── Rows

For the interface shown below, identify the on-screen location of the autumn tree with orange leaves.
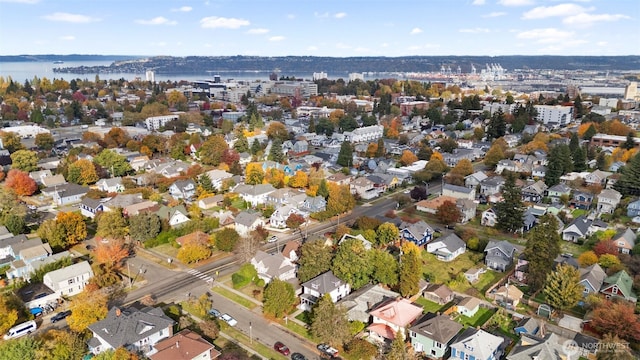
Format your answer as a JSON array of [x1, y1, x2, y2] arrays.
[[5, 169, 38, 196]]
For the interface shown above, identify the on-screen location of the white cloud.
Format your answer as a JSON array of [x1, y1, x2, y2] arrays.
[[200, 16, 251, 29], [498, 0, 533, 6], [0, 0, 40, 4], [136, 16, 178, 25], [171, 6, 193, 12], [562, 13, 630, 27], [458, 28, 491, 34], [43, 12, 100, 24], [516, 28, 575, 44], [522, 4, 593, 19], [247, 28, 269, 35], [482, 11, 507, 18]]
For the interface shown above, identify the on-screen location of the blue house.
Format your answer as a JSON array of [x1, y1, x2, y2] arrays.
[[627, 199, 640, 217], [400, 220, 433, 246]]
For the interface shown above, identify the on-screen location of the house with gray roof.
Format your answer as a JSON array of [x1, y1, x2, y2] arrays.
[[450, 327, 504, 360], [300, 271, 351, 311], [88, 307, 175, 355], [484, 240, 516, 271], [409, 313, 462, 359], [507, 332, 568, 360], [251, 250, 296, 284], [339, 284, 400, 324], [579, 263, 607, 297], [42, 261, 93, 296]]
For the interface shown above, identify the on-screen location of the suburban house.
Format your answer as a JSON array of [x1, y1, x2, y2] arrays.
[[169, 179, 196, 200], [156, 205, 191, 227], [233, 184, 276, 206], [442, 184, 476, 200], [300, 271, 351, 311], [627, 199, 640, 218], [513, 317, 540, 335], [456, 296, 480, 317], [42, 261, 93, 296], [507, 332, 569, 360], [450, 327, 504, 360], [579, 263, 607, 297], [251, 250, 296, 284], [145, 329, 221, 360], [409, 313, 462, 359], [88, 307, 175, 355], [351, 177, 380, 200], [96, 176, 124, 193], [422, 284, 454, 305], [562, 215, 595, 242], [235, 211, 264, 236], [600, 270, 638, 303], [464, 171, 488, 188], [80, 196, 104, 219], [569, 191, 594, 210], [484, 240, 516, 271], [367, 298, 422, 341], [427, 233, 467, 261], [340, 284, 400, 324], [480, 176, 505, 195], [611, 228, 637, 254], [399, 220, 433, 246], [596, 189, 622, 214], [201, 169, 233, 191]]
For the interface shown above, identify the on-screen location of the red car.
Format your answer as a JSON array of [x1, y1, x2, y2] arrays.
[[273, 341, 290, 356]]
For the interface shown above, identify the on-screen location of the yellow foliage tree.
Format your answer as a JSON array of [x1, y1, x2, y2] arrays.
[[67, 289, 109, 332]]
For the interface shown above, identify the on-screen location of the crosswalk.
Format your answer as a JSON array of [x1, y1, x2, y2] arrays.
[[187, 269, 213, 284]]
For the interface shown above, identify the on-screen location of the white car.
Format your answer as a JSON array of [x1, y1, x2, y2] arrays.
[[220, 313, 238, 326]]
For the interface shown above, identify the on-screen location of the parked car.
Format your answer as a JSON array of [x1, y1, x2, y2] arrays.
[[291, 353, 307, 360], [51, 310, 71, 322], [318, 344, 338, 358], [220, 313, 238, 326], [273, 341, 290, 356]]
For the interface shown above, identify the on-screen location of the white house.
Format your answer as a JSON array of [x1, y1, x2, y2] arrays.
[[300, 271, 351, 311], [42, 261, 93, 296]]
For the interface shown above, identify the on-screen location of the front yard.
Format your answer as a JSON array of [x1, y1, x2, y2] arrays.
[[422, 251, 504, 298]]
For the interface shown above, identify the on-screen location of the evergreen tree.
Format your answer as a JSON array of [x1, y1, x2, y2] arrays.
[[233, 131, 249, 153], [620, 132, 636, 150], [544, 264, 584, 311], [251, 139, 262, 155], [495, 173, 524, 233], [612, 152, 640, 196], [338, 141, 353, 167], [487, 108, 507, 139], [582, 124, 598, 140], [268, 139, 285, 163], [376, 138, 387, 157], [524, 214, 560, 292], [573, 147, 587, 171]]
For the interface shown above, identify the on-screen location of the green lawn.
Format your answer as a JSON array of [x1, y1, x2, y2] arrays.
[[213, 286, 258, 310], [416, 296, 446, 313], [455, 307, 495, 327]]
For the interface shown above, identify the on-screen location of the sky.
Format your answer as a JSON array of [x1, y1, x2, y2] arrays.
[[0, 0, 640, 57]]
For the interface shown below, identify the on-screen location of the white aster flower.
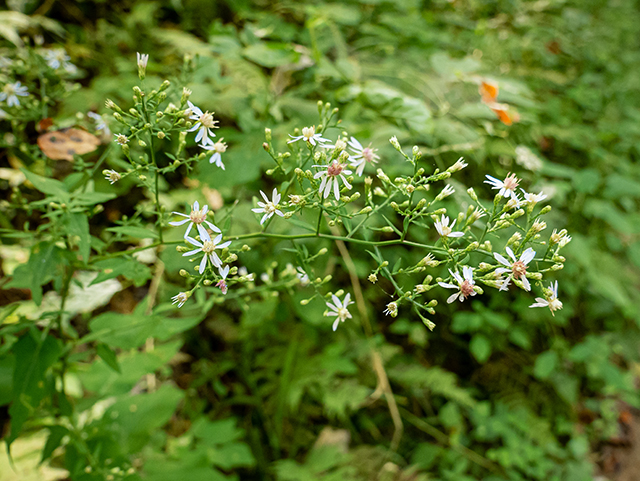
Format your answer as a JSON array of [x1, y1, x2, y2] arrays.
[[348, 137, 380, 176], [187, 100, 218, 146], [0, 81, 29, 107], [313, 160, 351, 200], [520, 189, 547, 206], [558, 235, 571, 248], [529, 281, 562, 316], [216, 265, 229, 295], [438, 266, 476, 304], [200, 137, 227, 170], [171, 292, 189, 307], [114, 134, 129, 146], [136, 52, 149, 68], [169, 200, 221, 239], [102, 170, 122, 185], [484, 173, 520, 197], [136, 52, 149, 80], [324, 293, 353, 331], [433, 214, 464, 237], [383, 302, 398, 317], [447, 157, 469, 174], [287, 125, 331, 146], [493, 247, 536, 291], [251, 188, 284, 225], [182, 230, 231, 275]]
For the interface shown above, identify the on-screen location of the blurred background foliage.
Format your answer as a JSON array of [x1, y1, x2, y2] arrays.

────

Rewrite all of the entries with "interface" switched to "screenshot" wherever it occurs, leaving every other word and figure unchanged. Omit the pictures from your answer.

## Result of this task
For the screenshot shown below, identify the on-screen location of the autumn tree with orange leaves.
Format your answer as a JSON array of [x1, y1, x2, y2] arrays.
[[5, 169, 38, 196]]
For the screenshot shown above, identify the on-screen location of the white cloud.
Format your answer as a JSON array of [x1, y1, x2, y2] arrays.
[[200, 16, 251, 29], [498, 0, 533, 6], [0, 0, 40, 4], [136, 16, 178, 25], [171, 6, 193, 12], [562, 13, 630, 27], [458, 28, 491, 34], [43, 12, 100, 24], [516, 28, 575, 44], [522, 4, 593, 19], [247, 28, 269, 35], [482, 11, 507, 18]]
For the screenshot shown above, identify the on-screen location of the blue house.
Format your answer as a JSON array of [x1, y1, x2, y2] arrays.
[[627, 199, 640, 217], [400, 220, 433, 246]]
For the screenshot shown above, identify the on-screen location of the house with gray roof.
Format your answer as a JSON array of [x1, y1, x2, y2] arrays.
[[450, 327, 504, 360], [300, 271, 351, 311], [88, 307, 175, 355], [484, 240, 516, 271], [409, 313, 462, 359], [507, 332, 568, 360], [251, 250, 296, 284], [339, 284, 400, 324], [579, 263, 607, 297], [42, 261, 93, 296]]
For the screenshot shown above, identify the on-screen location of the suburban house.
Format your answer as a JSON array of [x1, y1, x2, y2] arrays.
[[169, 179, 196, 200], [156, 205, 191, 227], [233, 184, 276, 206], [442, 184, 476, 200], [300, 271, 351, 311], [627, 199, 640, 218], [513, 317, 540, 335], [456, 296, 480, 317], [42, 261, 93, 296], [507, 332, 569, 360], [450, 327, 504, 360], [579, 263, 607, 297], [251, 250, 296, 284], [145, 329, 221, 360], [409, 313, 462, 359], [88, 307, 175, 355], [351, 177, 380, 200], [96, 176, 124, 193], [422, 284, 454, 305], [562, 215, 595, 242], [235, 211, 264, 236], [600, 270, 638, 303], [464, 171, 488, 188], [80, 196, 104, 219], [569, 191, 594, 210], [484, 240, 516, 271], [367, 298, 422, 341], [427, 233, 467, 261], [340, 284, 400, 324], [480, 176, 505, 195], [611, 228, 637, 254], [399, 220, 433, 246], [596, 189, 622, 214], [201, 169, 233, 191]]
For the screenshot shown above, identify the on-screen location of the red car.
Format your answer as a JSON array of [x1, y1, x2, y2] arrays.
[[273, 341, 290, 356]]
For the screenshot shown above, identify the on-screen location of the yellow foliage tree.
Format your answer as a JSON array of [x1, y1, x2, y2] arrays.
[[67, 289, 109, 332]]
For the screenshot shown above, identify the on-screen location of the crosswalk.
Format your answer as a JSON array of [x1, y1, x2, y2] arrays.
[[187, 269, 213, 284]]
For the screenshot shown above, identify the on-screen location of the white car.
Format your answer as a JSON array of [x1, y1, x2, y2] arrays.
[[220, 313, 238, 326]]
For the screenshot shown above, identify the on-screen location of the parked car.
Format your answer as a JSON array of [x1, y1, x2, y2] arrays.
[[291, 353, 307, 360], [51, 310, 71, 322], [318, 344, 338, 358], [220, 313, 238, 326], [273, 341, 290, 356]]
For the screenshot shown above, identify the on-screen location of the white house.
Format your answer as a JSON array of [x1, y1, x2, y2] arrays.
[[300, 271, 351, 311], [42, 261, 93, 296]]
For the screenshot shown above, identify the on-screen location of the front yard.
Format your answer as a JSON array of [x1, y1, x2, y2] arrays.
[[422, 251, 504, 298]]
For the screenshot shown above, identify the on-screen location of the evergreen tree.
Format your answer as a JSON array of [x1, y1, x2, y2] arrays.
[[233, 131, 249, 153], [620, 132, 636, 150], [544, 264, 584, 311], [251, 139, 262, 155], [495, 173, 524, 233], [612, 152, 640, 196], [338, 141, 353, 167], [487, 108, 507, 139], [582, 124, 598, 140], [268, 139, 285, 163], [376, 138, 387, 157], [524, 214, 560, 292], [573, 147, 587, 171]]
For the screenshot shown above, identify the on-screen location of the green lawn.
Format your answer as a JSON array of [x1, y1, x2, y2] arrays.
[[213, 286, 258, 310], [416, 296, 446, 313], [455, 307, 495, 327]]
For the screenshot shown above, identify the on-screen location of the sky.
Format your answer as a JSON array of [x1, y1, x2, y2] arrays.
[[0, 0, 640, 57]]
For the screenshot shown below, identify the on-screen location of the white aster flower.
Format your answer as a JSON array of [x1, y1, x2, y2] arrays.
[[348, 137, 380, 176], [187, 100, 218, 146], [0, 81, 29, 107], [313, 160, 351, 200], [520, 189, 547, 206], [558, 235, 571, 248], [529, 281, 562, 316], [216, 265, 229, 295], [438, 266, 476, 304], [200, 137, 227, 170], [171, 292, 189, 307], [114, 134, 129, 146], [136, 52, 149, 68], [169, 200, 221, 239], [102, 170, 122, 185], [484, 173, 520, 197], [136, 52, 149, 80], [324, 293, 353, 331], [433, 214, 464, 237], [383, 302, 398, 317], [447, 157, 469, 174], [287, 125, 331, 146], [493, 247, 536, 291], [251, 188, 284, 225], [182, 230, 231, 275]]
For the screenshot shown above, identify the on-screen location of the blurred background foliage.
Format your answer as a JSON array of [x1, y1, x2, y2] arrays.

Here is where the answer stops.